### DOCUMENT EXCERPT:
SHREE GANESHAI HOTEL – 68 6th ST.

One month at the Sai was all I could take. Two hotels later, I settled at the Shree Ganeshai. The title of this image is derived from the name of the hotel. Many centuries ago Sanskrit scholars began their writings with an invocation to God, usually the one their family worshiped. One such invocation, to Ganesh, was Shree ganeshaya namah. In the Hindu pantheon, Ganesh is the elephant-headed god who brought writing to the world by breaking off one of his tusks to use as a pen, the god of wisdom and auspicious beginnings. Over time the invocation came to be used before starting any activity and was gradually shortened until shree ganesh sufficed as a prayer for an auspicious beginning. The phrase is used today before any beginning, whether it is a meal, a journey or a task. During my stay at the Shree Ganeshai, I found comfort in the knowledge that my home was an endless prayer to Ganesh for a bright and beneficent new beginning.

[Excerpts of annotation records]
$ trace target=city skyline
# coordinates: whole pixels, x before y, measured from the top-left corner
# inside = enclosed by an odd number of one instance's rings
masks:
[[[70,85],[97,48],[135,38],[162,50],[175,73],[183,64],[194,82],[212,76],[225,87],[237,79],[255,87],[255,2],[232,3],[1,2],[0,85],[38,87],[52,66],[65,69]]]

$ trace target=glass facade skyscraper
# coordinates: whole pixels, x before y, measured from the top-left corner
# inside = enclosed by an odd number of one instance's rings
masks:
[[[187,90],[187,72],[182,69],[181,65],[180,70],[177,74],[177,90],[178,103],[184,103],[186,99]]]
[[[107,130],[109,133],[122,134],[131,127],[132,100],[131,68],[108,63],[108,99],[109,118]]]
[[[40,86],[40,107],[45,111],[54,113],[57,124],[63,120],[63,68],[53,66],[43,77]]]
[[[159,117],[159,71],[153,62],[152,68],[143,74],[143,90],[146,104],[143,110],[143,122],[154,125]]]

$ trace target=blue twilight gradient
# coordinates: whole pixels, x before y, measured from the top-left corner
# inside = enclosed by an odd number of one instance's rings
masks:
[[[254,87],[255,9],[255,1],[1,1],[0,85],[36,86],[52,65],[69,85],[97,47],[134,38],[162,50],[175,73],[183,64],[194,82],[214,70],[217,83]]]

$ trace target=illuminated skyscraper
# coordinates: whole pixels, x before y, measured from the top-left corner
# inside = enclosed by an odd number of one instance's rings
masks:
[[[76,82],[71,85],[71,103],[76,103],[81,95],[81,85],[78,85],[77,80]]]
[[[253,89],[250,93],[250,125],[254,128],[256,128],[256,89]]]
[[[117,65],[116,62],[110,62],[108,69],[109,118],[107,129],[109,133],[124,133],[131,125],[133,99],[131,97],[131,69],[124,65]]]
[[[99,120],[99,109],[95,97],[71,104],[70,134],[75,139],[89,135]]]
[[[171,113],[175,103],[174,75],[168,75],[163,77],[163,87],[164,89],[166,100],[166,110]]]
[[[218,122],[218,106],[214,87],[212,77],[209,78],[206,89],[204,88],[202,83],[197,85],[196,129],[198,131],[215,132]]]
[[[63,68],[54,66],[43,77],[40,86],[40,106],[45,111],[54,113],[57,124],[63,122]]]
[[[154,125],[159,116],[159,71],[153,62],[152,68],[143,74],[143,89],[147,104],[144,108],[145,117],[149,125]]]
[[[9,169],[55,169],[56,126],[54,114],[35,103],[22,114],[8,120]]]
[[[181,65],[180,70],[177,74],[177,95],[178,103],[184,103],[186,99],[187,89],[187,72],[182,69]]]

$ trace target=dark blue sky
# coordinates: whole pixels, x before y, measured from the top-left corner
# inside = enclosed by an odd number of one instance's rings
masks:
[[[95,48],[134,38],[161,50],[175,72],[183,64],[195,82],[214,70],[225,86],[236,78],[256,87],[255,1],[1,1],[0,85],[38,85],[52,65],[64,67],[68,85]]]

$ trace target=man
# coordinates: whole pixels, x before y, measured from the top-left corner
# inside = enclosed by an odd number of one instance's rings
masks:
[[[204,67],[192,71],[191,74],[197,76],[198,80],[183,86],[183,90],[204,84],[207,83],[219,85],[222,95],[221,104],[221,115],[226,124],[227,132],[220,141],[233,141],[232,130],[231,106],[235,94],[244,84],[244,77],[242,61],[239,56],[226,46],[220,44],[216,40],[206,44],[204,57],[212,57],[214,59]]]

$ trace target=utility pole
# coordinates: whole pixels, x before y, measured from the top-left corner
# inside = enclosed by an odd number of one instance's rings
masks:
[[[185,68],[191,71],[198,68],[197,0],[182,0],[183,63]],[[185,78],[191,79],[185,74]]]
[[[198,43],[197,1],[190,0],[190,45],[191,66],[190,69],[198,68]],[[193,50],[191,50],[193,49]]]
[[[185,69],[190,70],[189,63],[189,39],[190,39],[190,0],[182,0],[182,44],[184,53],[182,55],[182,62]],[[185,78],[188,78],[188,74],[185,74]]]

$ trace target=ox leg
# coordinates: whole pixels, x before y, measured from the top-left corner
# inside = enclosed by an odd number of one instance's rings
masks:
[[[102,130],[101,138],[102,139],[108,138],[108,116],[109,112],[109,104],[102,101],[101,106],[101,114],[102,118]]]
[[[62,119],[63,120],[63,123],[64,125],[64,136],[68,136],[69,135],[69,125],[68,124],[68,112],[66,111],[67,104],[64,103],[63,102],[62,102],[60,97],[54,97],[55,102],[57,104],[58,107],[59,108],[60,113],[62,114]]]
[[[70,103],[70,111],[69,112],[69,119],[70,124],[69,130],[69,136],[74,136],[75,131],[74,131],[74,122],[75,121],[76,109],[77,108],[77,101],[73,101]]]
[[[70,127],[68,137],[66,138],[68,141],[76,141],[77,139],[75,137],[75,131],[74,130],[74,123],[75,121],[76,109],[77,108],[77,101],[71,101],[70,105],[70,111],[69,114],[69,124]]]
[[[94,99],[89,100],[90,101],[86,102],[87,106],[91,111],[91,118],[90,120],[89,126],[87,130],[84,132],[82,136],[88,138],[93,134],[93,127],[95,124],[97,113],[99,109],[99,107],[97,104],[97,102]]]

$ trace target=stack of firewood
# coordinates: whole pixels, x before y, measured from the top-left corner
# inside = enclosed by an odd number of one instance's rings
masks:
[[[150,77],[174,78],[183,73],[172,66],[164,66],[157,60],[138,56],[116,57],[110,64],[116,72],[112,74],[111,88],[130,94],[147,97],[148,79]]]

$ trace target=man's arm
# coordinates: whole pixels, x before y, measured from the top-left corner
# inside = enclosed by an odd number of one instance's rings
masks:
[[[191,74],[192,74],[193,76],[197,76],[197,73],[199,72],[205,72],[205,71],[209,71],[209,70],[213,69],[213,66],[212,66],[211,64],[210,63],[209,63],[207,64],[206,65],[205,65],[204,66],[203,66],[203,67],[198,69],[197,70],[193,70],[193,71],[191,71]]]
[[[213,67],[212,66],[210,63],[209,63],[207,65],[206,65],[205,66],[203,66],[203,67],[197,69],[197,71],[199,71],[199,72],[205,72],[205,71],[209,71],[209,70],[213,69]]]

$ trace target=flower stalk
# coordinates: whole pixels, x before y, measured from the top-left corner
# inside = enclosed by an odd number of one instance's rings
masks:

### PROBLEM 1:
Condense the paragraph of the hotel passage that begins "One month at the Sai" into a bulleted list that keeps its main facts.
### PROBLEM 2:
Locate each line of the records containing the word "skyscraper", and copy all of those lines.

### COMPLETE OUTPUT 1:
- After a month at the Sai and two more hotels, the writer settled at the Shree Ganeshai, which gives this image its title.
- Centuries ago, Sanskrit scholars began their writings with an invocation to a god, usually their family's. One such invocation, to Ganesh, was "Shree ganeshaya namah."
- Ganesh is the elephant-headed Hindu god of wisdom and auspicious beginnings. He brought writing to the world by breaking off a tusk to use as a pen.
- Over time the invocation came to be used before any activity. It was shortened to "shree ganesh," which is still said before a meal, a journey or a task.
- While staying at the Shree Ganeshai, the writer took comfort in home being an endless prayer to Ganesh for a bright and beneficent new beginning.

### COMPLETE OUTPUT 2:
$ trace target=glass facade skyscraper
$ trace target=illuminated skyscraper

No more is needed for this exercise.